• **WRITTEN REQUEST 1**:
In the Miklós Ajtai profile, at which research center does Ajtai work?
• **WRITTEN REQUEST 2**:
Rewrite the stretch of the Miklós Ajtai profile from "Hungarian-American computer scientist" through "Academy of Sciences.", changing "computer scientist" to "mathematician".
• **WRITTEN REQUEST 3**:
Which specific contributions does the Miklós Ajtai profile name when describing his 2003 Knuth Prize?

• **SOURCE DOCUMENT**:
━━━━━━━━━━━━━━━━━━━━━━━━━━━━━━

- Born: 2 July 1946 (age 80) Budapest, Second Republic of Hungary
- Education: Hungarian Academy of Sciences
- Awards: Knuth Prize (2003); John von Neumann Medal (2025);
- Scientific career
- Fields: Computational complexity theory
- Institutions: IBM Almaden Research Center

= Miklós Ajtai =

Hungarian-American computer scientist

Miklós Ajtai (born 2 July 1946) is a computer scientist at the IBM Almaden Research Center, United States. In 2003, he received the Knuth Prize for his numerous contributions to the field, including a classic sorting network algorithm (developed jointly with J. Komlós and Endre Szemerédi), exponential lower bounds, superlinear time–space tradeoffs for branching programs, and other "unique and spectacular" results. He is a member of the U.S. National Academy of Sciences.

━━━━━━━━━━━━━━━━━━━━━━━━━━━━━━

• **MATERIAL**:
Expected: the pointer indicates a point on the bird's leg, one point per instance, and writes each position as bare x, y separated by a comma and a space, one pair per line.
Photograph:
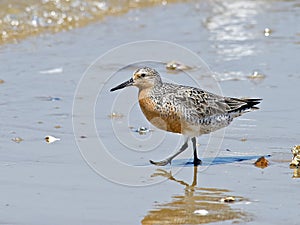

━━━━━━━━━━━━━━━━━━━━━━━━━━━━━━

• **WORKED ANSWER 1**:
The IBM Almaden Research Center.

• **WORKED ANSWER 2**:
Hungarian-American mathematician

Miklós Ajtai (born 2 July 1946) is a mathematician at the IBM Almaden Research Center, United States. In 2003, he received the Knuth Prize for his numerous contributions to the field, including a classic sorting network algorithm (developed jointly with J. Komlós and Endre Szemerédi), exponential lower bounds, superlinear time–space tradeoffs for branching programs, and other "unique and spectacular" results. He is a member of the U.S. National Academy of Sciences.

• **WORKED ANSWER 3**:
- A classic sorting network algorithm, developed jointly with J. Komlós and Endre Szemerédi
- Exponential lower bounds
- Superlinear time–space tradeoffs for branching programs